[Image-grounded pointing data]
____
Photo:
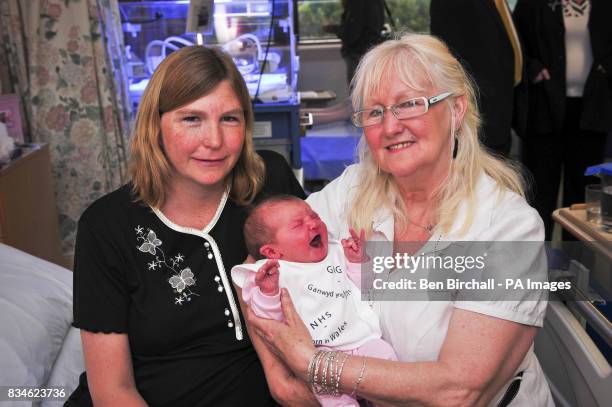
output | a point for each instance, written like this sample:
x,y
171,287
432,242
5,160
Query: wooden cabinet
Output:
x,y
28,210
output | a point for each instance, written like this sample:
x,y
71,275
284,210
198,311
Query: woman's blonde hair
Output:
x,y
422,61
183,77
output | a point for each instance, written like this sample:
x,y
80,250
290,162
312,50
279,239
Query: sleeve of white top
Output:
x,y
332,203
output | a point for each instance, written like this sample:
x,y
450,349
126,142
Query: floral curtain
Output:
x,y
66,60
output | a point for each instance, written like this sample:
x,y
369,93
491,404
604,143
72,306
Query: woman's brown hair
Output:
x,y
183,77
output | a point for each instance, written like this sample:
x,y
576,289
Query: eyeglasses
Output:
x,y
402,110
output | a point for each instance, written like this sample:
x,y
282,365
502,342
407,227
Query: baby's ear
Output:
x,y
269,252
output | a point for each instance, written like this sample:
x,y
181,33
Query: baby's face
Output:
x,y
300,235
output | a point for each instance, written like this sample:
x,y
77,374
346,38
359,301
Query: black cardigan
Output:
x,y
540,25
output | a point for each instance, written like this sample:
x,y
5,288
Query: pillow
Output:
x,y
36,303
67,368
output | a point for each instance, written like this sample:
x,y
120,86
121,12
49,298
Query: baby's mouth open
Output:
x,y
316,241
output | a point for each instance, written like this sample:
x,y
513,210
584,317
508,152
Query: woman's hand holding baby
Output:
x,y
267,278
354,247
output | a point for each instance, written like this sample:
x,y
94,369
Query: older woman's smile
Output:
x,y
400,146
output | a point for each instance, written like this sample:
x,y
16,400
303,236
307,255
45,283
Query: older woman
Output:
x,y
159,320
424,177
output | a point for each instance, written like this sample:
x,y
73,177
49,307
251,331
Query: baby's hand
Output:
x,y
267,278
354,249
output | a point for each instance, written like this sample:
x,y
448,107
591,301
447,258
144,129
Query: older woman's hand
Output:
x,y
290,339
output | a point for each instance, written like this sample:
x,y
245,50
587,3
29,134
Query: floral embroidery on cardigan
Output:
x,y
181,279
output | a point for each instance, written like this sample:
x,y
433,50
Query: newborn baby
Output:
x,y
290,242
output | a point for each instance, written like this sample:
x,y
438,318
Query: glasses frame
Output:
x,y
429,101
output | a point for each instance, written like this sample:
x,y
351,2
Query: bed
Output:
x,y
38,345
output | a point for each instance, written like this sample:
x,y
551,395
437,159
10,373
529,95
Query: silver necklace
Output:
x,y
428,228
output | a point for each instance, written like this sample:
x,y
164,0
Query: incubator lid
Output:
x,y
605,169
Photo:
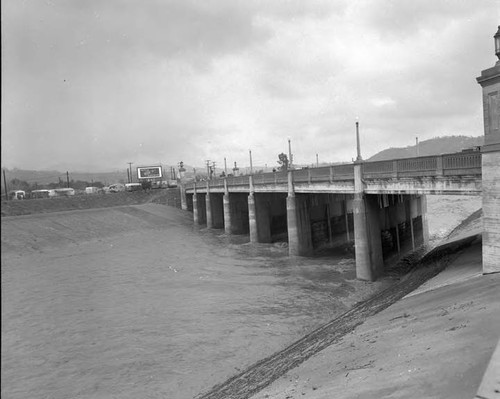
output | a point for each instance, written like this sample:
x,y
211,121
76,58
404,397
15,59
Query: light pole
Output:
x,y
251,166
130,171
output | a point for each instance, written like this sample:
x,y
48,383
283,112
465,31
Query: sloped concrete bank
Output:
x,y
262,374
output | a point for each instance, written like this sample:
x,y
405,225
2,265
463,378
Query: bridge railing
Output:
x,y
438,165
461,163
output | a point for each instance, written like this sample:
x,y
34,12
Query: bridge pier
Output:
x,y
367,241
236,213
184,204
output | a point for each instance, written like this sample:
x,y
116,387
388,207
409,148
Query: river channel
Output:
x,y
135,302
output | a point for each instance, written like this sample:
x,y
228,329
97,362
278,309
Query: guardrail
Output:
x,y
457,164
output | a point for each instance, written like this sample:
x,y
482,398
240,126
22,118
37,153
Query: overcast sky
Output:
x,y
89,85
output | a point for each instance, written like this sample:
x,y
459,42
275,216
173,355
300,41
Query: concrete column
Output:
x,y
227,214
263,218
291,218
368,246
252,214
252,219
298,222
227,209
210,223
217,203
425,221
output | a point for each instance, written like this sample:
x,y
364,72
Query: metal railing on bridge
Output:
x,y
462,163
457,164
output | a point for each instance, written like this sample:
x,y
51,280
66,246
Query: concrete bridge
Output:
x,y
380,206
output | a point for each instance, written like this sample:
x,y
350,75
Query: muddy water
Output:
x,y
134,302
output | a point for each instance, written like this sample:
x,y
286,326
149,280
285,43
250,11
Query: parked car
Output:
x,y
115,188
64,192
91,190
133,186
17,194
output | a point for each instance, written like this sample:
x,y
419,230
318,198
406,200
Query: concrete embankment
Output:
x,y
434,343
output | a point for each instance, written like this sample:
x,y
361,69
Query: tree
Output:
x,y
283,161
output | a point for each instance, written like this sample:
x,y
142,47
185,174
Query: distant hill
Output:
x,y
435,146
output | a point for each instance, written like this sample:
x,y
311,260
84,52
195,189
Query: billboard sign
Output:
x,y
149,172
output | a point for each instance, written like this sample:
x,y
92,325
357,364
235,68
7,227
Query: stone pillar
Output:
x,y
210,223
490,83
227,209
368,247
196,218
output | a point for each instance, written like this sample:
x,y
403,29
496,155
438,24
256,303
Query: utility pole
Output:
x,y
358,145
208,169
130,169
251,166
5,185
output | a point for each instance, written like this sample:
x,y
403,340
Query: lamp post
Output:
x,y
251,166
497,43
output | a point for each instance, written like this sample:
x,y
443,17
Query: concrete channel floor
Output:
x,y
435,343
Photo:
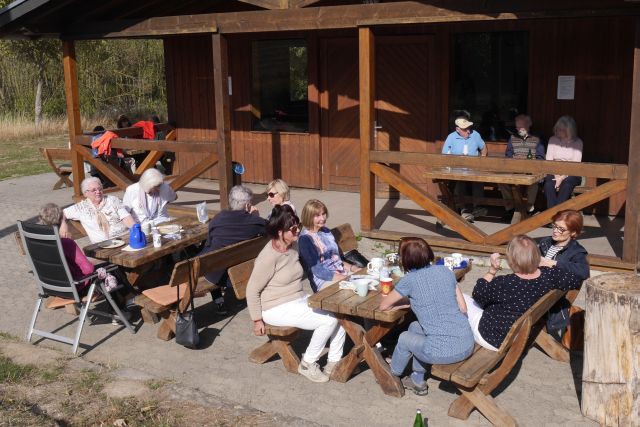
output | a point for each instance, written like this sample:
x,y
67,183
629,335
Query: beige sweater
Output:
x,y
276,279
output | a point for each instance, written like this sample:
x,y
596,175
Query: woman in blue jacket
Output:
x,y
562,250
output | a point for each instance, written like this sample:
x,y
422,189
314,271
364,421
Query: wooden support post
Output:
x,y
610,386
366,55
223,116
73,111
631,247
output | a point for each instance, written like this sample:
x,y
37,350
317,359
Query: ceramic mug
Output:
x,y
386,285
457,259
449,262
361,287
375,265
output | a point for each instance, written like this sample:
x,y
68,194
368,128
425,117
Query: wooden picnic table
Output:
x,y
441,175
136,262
348,307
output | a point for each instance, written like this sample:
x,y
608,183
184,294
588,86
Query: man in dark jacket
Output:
x,y
240,222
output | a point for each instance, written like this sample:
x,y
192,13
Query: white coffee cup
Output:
x,y
375,265
361,287
457,259
449,262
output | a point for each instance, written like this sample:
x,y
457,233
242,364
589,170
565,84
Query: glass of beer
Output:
x,y
386,285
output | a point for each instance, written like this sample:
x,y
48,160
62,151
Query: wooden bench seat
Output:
x,y
198,267
281,337
62,170
478,375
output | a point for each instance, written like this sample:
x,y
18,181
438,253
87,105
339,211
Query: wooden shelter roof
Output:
x,y
94,19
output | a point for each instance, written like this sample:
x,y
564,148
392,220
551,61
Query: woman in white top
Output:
x,y
278,194
147,199
102,216
564,146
____
ACTIVITY:
Scan the data above for the word "concrete", then copy every line that holds it.

EXERCISE OUTPUT:
Query: sloped concrete bank
Query: concrete column
Query: concrete bridge
Query: concrete embankment
Query: concrete channel floor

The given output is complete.